TASK
Which of the lines below contain the word "water"? Copy each of them in full.

DATASET RECORDS
— start —

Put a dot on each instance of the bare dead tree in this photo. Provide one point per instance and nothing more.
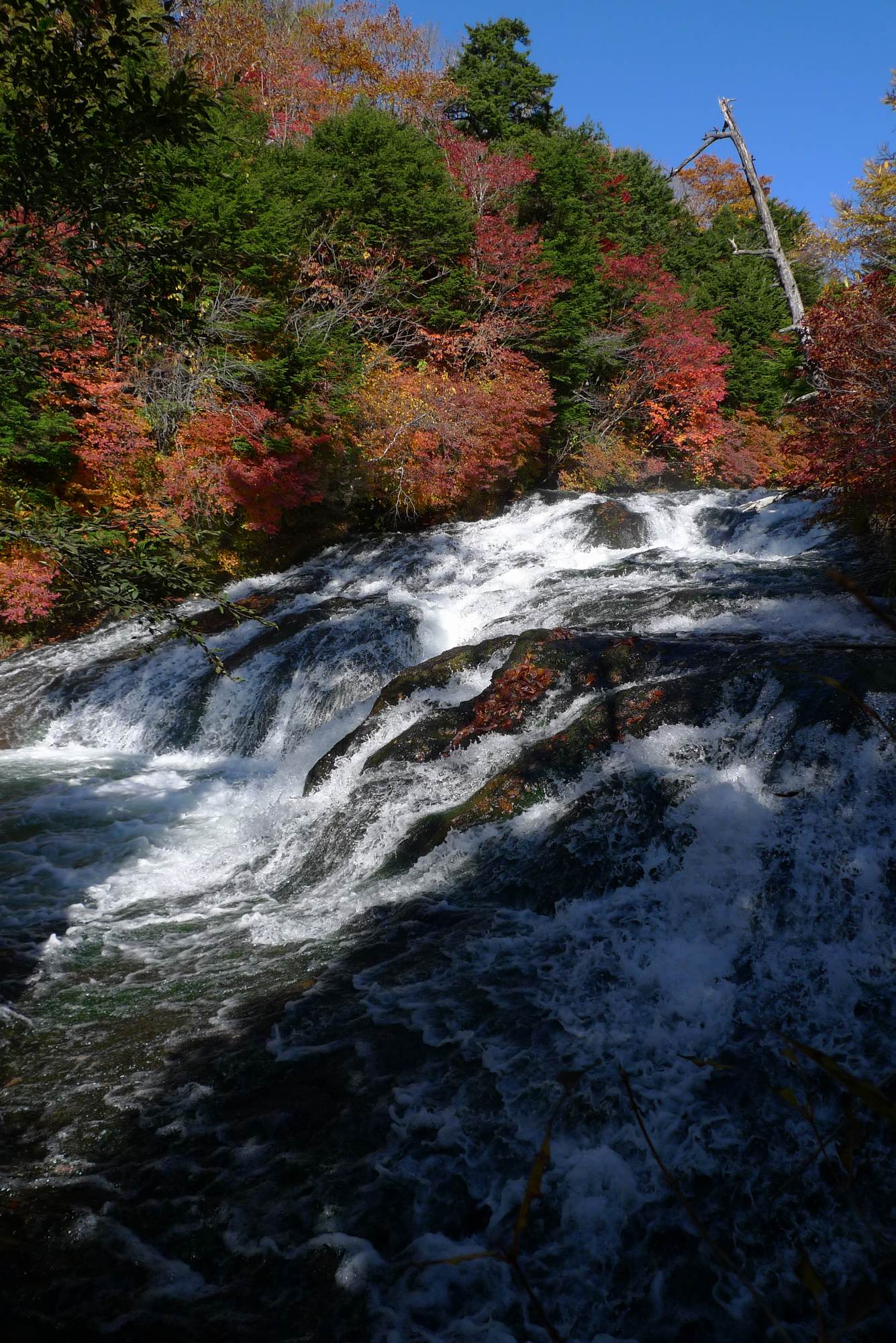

— end —
— start —

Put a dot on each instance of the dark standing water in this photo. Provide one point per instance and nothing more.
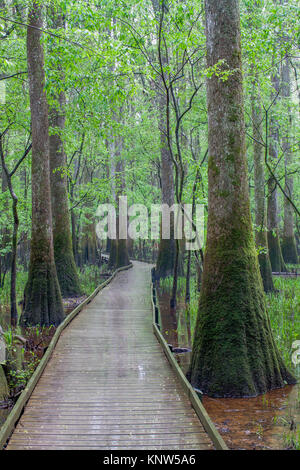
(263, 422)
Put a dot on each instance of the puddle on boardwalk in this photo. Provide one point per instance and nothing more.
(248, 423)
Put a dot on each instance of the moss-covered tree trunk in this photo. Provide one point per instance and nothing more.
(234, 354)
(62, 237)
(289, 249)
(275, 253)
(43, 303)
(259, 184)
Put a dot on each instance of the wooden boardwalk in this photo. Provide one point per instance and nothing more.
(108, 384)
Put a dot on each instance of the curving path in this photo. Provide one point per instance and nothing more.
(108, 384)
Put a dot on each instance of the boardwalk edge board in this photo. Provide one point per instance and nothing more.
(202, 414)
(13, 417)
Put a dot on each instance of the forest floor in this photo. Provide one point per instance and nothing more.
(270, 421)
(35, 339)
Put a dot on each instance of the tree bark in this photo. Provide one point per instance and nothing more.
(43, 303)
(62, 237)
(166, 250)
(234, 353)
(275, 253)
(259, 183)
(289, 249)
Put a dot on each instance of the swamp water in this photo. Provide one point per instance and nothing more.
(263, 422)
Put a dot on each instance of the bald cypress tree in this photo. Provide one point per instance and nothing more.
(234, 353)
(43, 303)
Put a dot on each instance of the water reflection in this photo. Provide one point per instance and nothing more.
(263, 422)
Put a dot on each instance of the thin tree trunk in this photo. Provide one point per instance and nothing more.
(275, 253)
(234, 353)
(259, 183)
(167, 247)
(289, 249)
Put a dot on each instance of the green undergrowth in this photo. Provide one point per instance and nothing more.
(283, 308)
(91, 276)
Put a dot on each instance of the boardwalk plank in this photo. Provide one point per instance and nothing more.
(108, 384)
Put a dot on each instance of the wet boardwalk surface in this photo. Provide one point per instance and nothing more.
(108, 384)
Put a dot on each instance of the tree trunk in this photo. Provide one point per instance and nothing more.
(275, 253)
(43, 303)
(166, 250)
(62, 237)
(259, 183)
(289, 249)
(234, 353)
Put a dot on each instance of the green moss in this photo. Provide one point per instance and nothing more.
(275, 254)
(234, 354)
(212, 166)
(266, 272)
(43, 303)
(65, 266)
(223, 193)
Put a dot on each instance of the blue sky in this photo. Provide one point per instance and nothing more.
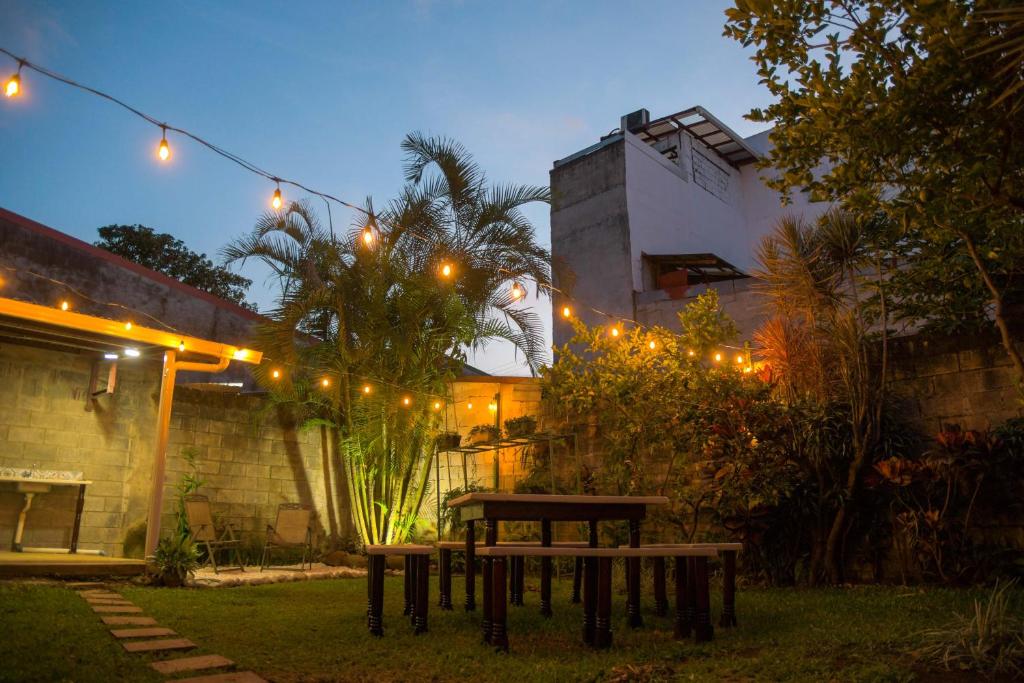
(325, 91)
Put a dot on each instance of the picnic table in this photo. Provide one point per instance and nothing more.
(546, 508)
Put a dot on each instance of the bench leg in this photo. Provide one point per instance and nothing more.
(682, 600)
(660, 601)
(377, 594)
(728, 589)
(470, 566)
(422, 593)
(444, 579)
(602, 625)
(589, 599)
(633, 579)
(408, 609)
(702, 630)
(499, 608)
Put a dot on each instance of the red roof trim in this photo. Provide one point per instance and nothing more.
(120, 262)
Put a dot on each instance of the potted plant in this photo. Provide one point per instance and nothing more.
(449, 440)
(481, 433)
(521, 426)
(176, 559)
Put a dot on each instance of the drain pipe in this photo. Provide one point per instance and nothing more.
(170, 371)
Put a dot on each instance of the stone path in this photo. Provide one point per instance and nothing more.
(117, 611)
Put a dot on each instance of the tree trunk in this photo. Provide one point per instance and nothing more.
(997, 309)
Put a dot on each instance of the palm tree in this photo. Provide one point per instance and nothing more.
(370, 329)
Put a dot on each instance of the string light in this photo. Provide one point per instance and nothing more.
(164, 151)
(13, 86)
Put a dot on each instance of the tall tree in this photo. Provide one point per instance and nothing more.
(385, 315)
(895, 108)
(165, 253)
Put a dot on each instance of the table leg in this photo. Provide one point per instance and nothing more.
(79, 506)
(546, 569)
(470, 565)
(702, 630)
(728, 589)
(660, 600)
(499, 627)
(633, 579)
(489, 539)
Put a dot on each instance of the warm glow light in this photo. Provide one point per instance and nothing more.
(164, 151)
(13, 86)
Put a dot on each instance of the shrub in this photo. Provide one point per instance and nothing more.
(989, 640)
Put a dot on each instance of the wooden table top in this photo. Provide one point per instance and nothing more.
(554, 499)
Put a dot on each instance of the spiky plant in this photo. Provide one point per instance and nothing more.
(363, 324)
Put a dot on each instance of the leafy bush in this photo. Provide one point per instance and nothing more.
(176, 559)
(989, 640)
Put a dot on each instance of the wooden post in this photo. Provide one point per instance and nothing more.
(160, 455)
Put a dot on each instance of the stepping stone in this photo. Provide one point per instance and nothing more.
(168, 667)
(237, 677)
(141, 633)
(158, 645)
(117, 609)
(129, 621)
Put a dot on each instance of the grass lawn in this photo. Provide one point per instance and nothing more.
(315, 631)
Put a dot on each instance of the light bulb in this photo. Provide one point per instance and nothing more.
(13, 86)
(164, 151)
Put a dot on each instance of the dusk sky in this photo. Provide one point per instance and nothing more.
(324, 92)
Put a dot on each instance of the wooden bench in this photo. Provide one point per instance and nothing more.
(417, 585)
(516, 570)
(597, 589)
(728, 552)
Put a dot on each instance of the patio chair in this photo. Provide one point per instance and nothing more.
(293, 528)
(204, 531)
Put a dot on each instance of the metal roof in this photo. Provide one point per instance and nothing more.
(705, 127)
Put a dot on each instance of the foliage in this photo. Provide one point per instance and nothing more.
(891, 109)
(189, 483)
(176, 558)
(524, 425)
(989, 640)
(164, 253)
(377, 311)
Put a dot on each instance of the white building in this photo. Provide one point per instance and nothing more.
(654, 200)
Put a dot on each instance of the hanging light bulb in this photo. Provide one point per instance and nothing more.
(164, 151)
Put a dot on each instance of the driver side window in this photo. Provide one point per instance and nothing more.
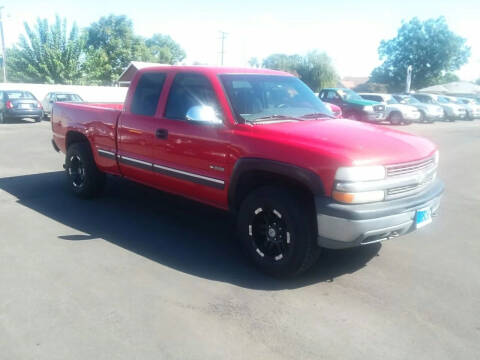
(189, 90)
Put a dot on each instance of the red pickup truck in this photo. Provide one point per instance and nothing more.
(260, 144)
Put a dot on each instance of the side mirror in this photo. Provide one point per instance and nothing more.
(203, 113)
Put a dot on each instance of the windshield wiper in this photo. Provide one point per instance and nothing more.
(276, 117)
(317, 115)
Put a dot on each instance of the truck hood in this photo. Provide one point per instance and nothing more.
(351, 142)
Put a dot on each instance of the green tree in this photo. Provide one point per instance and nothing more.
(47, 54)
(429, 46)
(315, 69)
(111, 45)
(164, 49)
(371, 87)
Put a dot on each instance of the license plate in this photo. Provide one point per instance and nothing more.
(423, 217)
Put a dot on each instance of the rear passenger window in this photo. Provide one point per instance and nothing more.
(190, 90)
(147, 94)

— end —

ANSWER TO THE TASK
Put a dot on each instance of the dark standing water in this photo. Provide one point per instance and nothing more.
Put a dot on each instance of the swamp water in this photo. Provide one point per instance and nothing more.
Put a dot on each instance of the water reflection in this photo. Provide one point per instance and nothing more.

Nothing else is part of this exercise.